--- Data provided ---
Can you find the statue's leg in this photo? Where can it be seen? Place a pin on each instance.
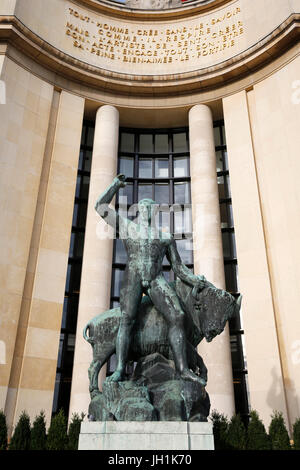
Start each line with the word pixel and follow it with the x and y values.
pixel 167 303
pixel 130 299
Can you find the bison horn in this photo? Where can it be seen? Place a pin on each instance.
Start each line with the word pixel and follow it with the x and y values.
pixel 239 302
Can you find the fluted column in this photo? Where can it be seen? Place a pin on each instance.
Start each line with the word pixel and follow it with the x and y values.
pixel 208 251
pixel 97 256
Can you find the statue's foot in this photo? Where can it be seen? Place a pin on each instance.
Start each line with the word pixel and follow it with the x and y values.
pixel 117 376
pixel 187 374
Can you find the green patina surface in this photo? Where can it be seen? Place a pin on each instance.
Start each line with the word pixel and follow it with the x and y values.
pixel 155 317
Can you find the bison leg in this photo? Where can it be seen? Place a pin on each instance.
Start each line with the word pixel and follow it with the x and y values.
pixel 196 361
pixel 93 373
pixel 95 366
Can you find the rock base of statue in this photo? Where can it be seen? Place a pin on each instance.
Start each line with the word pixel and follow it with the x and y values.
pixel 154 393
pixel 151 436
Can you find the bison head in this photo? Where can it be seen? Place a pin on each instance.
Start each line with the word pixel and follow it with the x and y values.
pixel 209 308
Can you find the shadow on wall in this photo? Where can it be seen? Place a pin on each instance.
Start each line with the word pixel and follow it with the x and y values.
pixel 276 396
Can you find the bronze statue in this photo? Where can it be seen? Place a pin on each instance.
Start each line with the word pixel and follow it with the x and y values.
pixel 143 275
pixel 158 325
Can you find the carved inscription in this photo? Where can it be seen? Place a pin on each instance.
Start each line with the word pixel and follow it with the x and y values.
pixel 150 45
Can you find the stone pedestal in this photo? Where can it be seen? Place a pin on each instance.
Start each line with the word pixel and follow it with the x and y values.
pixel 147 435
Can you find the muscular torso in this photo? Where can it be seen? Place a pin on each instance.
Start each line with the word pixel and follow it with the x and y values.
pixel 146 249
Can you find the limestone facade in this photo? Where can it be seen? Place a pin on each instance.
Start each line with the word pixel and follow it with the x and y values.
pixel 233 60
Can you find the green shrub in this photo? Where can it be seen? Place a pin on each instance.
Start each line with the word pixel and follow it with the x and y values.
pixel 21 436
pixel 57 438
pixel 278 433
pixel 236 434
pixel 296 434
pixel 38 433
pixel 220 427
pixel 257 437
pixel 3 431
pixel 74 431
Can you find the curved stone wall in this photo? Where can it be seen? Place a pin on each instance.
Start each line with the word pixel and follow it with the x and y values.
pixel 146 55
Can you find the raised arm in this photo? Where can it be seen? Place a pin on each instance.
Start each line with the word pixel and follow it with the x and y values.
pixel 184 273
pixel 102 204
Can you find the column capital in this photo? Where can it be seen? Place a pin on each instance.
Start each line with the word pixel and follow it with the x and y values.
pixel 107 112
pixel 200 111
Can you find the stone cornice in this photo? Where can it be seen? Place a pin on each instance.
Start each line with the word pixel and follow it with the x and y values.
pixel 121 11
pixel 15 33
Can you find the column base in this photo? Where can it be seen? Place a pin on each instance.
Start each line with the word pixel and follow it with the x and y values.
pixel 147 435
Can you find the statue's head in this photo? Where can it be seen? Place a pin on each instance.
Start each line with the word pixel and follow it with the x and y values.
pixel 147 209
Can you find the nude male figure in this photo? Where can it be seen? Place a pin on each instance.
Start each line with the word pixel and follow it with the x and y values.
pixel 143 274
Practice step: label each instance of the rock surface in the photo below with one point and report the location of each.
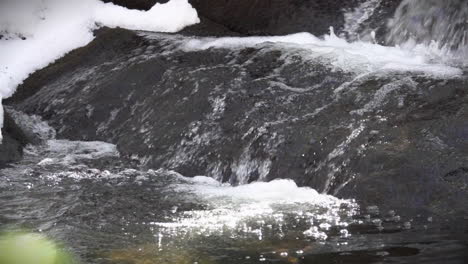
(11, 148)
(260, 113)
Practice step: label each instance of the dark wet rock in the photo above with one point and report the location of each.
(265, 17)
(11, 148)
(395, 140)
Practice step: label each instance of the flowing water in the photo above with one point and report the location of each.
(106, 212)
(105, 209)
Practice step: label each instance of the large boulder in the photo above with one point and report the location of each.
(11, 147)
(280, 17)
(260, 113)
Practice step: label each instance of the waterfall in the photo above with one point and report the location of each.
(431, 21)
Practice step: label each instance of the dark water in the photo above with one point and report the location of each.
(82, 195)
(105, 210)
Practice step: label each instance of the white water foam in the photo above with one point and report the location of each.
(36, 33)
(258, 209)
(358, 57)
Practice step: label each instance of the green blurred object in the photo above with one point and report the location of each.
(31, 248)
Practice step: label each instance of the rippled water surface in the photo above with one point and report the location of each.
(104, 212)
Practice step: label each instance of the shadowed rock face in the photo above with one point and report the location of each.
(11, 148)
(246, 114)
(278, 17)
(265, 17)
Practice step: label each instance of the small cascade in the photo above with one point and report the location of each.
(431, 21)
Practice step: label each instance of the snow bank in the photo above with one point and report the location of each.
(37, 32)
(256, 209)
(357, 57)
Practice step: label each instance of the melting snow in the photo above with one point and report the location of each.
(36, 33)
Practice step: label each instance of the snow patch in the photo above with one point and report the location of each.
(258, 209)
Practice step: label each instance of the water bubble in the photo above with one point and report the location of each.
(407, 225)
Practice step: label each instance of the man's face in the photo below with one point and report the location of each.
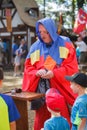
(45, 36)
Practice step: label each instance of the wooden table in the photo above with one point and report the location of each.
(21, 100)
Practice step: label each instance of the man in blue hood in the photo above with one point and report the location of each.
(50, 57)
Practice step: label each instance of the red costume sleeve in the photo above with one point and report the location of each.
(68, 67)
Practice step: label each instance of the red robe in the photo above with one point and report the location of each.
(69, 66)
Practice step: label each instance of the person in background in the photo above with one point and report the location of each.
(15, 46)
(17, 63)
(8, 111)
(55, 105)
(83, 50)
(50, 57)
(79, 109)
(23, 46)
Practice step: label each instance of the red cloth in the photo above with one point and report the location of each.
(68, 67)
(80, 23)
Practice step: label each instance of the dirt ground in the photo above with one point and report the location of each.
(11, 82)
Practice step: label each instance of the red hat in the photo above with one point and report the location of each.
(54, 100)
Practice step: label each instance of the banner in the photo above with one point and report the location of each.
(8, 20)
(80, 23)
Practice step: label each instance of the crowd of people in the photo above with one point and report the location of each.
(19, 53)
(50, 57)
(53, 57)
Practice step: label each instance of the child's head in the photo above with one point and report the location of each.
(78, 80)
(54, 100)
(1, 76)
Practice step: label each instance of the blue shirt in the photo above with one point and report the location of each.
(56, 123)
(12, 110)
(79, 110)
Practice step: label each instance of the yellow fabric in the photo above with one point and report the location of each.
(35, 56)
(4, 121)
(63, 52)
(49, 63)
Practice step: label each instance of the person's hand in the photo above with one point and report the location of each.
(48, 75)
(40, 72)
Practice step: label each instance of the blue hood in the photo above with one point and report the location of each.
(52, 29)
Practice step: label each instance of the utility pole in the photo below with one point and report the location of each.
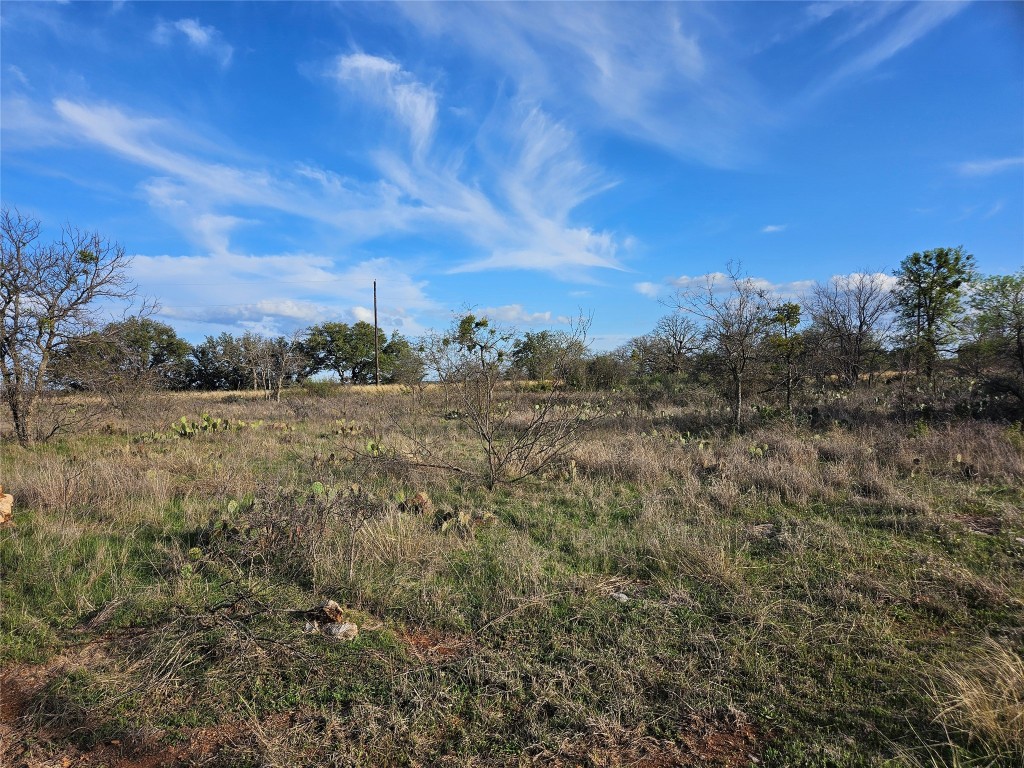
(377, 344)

--- Task instructions ---
Convert every line of all the rows above into a Markdown table with the columns Line No. and Line, numbering each line and dropping blank lines. Omit the pictures.

--- Worked answer ---
| Line No. | Line |
|---|---|
| 1 | Can you find the statue's leg in this photo? Where can it be seen? Place a pin on each instance. |
| 2 | Start each line with the word pixel and follow it with the x and y values. |
| 3 | pixel 167 303 |
| 4 | pixel 130 299 |
| 5 | Can you find the bison horn in this photo? Where can it be seen? Place a pin on each instance. |
| 6 | Start each line with the word pixel and follow it with the x and y values. |
| 7 | pixel 239 302 |
| 8 | Can you find the fluted column in this photo? Where can it be seen? Place a pin on each instance. |
| 9 | Start each line with the word pixel and follow it with the x and y values. |
| 10 | pixel 208 251 |
| 11 | pixel 97 256 |
| 12 | Can you find the statue's foot in this photo? Where can it be seen? Place a pin on each instance. |
| 13 | Start each line with the word pixel and follow it with the x and y values. |
| 14 | pixel 117 376 |
| 15 | pixel 187 374 |
| 16 | Can you find the green patina surface in this photo? Where can it be seen? Place a pin on each instance. |
| 17 | Start each line with the word pixel and follow it with the x and y values. |
| 18 | pixel 155 317 |
| 19 | Can you find the bison leg in this photo? Where can it be seen? Place a pin on each instance. |
| 20 | Start each line with the word pixel and follow it with the x and y values. |
| 21 | pixel 196 361 |
| 22 | pixel 93 373 |
| 23 | pixel 95 366 |
| 24 | Can you find the rock base of statue in this photo? Where can it be seen? Place a pin on each instance. |
| 25 | Start each line with the word pixel and follow it with the x and y values. |
| 26 | pixel 154 393 |
| 27 | pixel 151 436 |
| 28 | Can you find the bison head in this photo? Where can it be seen? Place a pin on each instance. |
| 29 | Start each line with the word pixel and follow it with the x and y values. |
| 30 | pixel 209 308 |
| 31 | Can you find the shadow on wall in this photo? Where can it be seen? Place a pin on each instance. |
| 32 | Start each line with the word pixel and follow it with the x and y values. |
| 33 | pixel 276 396 |
| 34 | Can you find the bronze statue in this photo? Where can it be seen? Place a pin on each instance. |
| 35 | Start each line with the word pixel and follow it with the x and y values. |
| 36 | pixel 143 275 |
| 37 | pixel 158 325 |
| 38 | Can you find the carved inscription in this photo? Where can it be seen? Place a pin on each instance. |
| 39 | Start each line with the word pixel and follow it with the x and y values. |
| 40 | pixel 150 45 |
| 41 | Can you find the stone pedestal in this photo? Where can it be seen? Place a pin on each instance. |
| 42 | Start each line with the word pixel and follow it with the x and y values. |
| 43 | pixel 147 435 |
| 44 | Can you find the muscular torso in this photo? Where can it be seen? Place a pin on each instance. |
| 45 | Start each line with the word pixel and follow it with the x and y values. |
| 46 | pixel 146 249 |
| 47 | Can you find the limestone facade in this photo? Where can it be seen? Place a pin on each instance. |
| 48 | Start each line with the word pixel and follow it with the x and y values. |
| 49 | pixel 233 60 |
| 50 | Can you find the green shrub in this photo? Where can it be seen? Place a pin on each instance. |
| 51 | Start each line with the word pixel and follow it with the x and y values. |
| 52 | pixel 21 436 |
| 53 | pixel 57 438 |
| 54 | pixel 278 433 |
| 55 | pixel 236 434 |
| 56 | pixel 296 434 |
| 57 | pixel 38 433 |
| 58 | pixel 220 427 |
| 59 | pixel 257 437 |
| 60 | pixel 3 431 |
| 61 | pixel 74 431 |
| 62 | Can you find the curved stone wall in this photo? Where can it be seen? Place a pin on each instance. |
| 63 | Start each line with the word pixel and follow it with the x and y values. |
| 64 | pixel 146 55 |
| 65 | Can you find the raised arm in this photo? Where can it be seen? Place a pin on each instance. |
| 66 | Start each line with the word pixel and follow it with the x and y values. |
| 67 | pixel 184 273 |
| 68 | pixel 102 204 |
| 69 | Can you find the column capital in this photo? Where can it be seen? Place a pin on each instance. |
| 70 | Start each line with the word pixel and follow it with the x and y values. |
| 71 | pixel 107 112 |
| 72 | pixel 200 111 |
| 73 | Can you find the stone cornice in this photo? Where can it be seen? Place a pin on each instance. |
| 74 | Start each line with the word pixel and follow it with the x and y values. |
| 75 | pixel 121 11 |
| 76 | pixel 15 33 |
| 77 | Can you find the column base in this photo? Where can it be seen? Place a pin on each instance. |
| 78 | Start each line with the word pixel and follow it with the x and y values. |
| 79 | pixel 147 435 |
| 80 | Can you find the statue's head in this photo? Where can it be seen? Place a pin on each instance. |
| 81 | Start each line with the word pixel and follow it with the x and y values. |
| 82 | pixel 147 209 |
| 83 | Can you find the nude male figure in this photo? Where can it be seen? Place a pin on each instance. |
| 84 | Start each line with the word pixel and follow it with the x and y values. |
| 85 | pixel 143 274 |
| 86 | Practice step: label each instance of the rock surface in the photo below with one point and report the location of each. |
| 87 | (11, 148) |
| 88 | (260, 113) |
| 89 | Practice step: label each instance of the dark wet rock in the photo above with one point and report the location of each. |
| 90 | (265, 17) |
| 91 | (11, 148) |
| 92 | (395, 140) |
| 93 | Practice step: label each instance of the flowing water in the photo above with one point and report the location of each. |
| 94 | (106, 212) |
| 95 | (105, 209) |
| 96 | Practice step: label each instance of the large boulder in the photo above with one point and report the location of each. |
| 97 | (11, 147) |
| 98 | (280, 17) |
| 99 | (260, 113) |
| 100 | Practice step: label each instance of the waterfall in the photo above with one point and report the location of each. |
| 101 | (431, 21) |
| 102 | Practice step: label each instance of the dark water in the photo above with one point and report the location of each. |
| 103 | (82, 195) |
| 104 | (105, 210) |
| 105 | Practice step: label each instance of the white water foam in the photo above with one point and report the location of each. |
| 106 | (36, 33) |
| 107 | (258, 209) |
| 108 | (358, 57) |
| 109 | Practice step: label each instance of the green blurred object in the photo above with one point and report the location of each. |
| 110 | (31, 248) |
| 111 | Practice step: label each instance of the rippled water surface in the photo above with one point and report the location of each. |
| 112 | (104, 212) |
| 113 | Practice step: label each instance of the shadowed rock face in the photo above with one point and report the location of each. |
| 114 | (11, 148) |
| 115 | (246, 114) |
| 116 | (278, 17) |
| 117 | (265, 17) |
| 118 | Practice step: label each instance of the small cascade in the photo above with one point and report the location of each. |
| 119 | (431, 21) |
| 120 | Practice step: label each instance of the snow bank in the photo above with one point and report the location of each. |
| 121 | (37, 32) |
| 122 | (256, 209) |
| 123 | (357, 57) |
| 124 | Practice step: label each instance of the melting snow in the photo above with one point and report the location of each. |
| 125 | (36, 33) |
| 126 | Practice step: label each instance of the snow patch in the photo above with one point and report the location of each. |
| 127 | (258, 209) |
| 128 | Practice step: label each instance of the water bubble in the photo above with one point and report the location of each. |
| 129 | (407, 225) |
| 130 | Practice step: label each instance of the man's face in the photo below with one point and report the location of each. |
| 131 | (45, 36) |
| 132 | Practice step: label each instance of the wooden table in the photo above with one point and report the location of each. |
| 133 | (21, 100) |
| 134 | Practice step: label each instance of the man in blue hood in the photo above with one point and report the location of each. |
| 135 | (50, 57) |
| 136 | Practice step: label each instance of the red costume sleeve in the photo above with one point and report the location of each. |
| 137 | (68, 67) |
| 138 | Practice step: label each instance of the red robe in the photo above with one point and report the location of each. |
| 139 | (69, 66) |
| 140 | Practice step: label each instance of the person in background in the photo above with one point and report the location of each. |
| 141 | (15, 46) |
| 142 | (17, 63) |
| 143 | (8, 111) |
| 144 | (55, 105) |
| 145 | (83, 50) |
| 146 | (50, 57) |
| 147 | (79, 109) |
| 148 | (23, 46) |
| 149 | Practice step: label each instance of the red cloth in the photo above with one point and report the location of each. |
| 150 | (68, 67) |
| 151 | (80, 23) |
| 152 | Practice step: label each instance of the dirt ground in the photo above with one point and report the location of each. |
| 153 | (11, 82) |
| 154 | Practice step: label each instance of the red hat in the photo above with one point and report the location of each. |
| 155 | (54, 100) |
| 156 | Practice step: label each instance of the banner in the photo above with one point and report the location of each. |
| 157 | (8, 20) |
| 158 | (80, 23) |
| 159 | Practice step: label each instance of the crowd of people in the photo above with one point and report the location of each. |
| 160 | (19, 53) |
| 161 | (50, 57) |
| 162 | (53, 57) |
| 163 | Practice step: label each instance of the child's head in the photo above with one point and report the location of each. |
| 164 | (78, 80) |
| 165 | (54, 100) |
| 166 | (1, 76) |
| 167 | Practice step: label each instance of the blue shirt in the photo above with one point and report the location of each. |
| 168 | (56, 123) |
| 169 | (12, 110) |
| 170 | (79, 110) |
| 171 | Practice step: label each instance of the yellow fabric in the photo above with one point and report the location of each. |
| 172 | (35, 56) |
| 173 | (4, 121) |
| 174 | (63, 52) |
| 175 | (49, 63) |
| 176 | Practice step: label each instance of the person's hand in the photo above with one point and report the location of each. |
| 177 | (48, 75) |
| 178 | (40, 72) |
| 179 | Practice step: label each instance of the blue hood in the photo above with one point and report the location of each. |
| 180 | (52, 29) |
| 181 | Practice step: label each instance of the utility pole in the photo below with one point and report the location of each. |
| 182 | (377, 344) |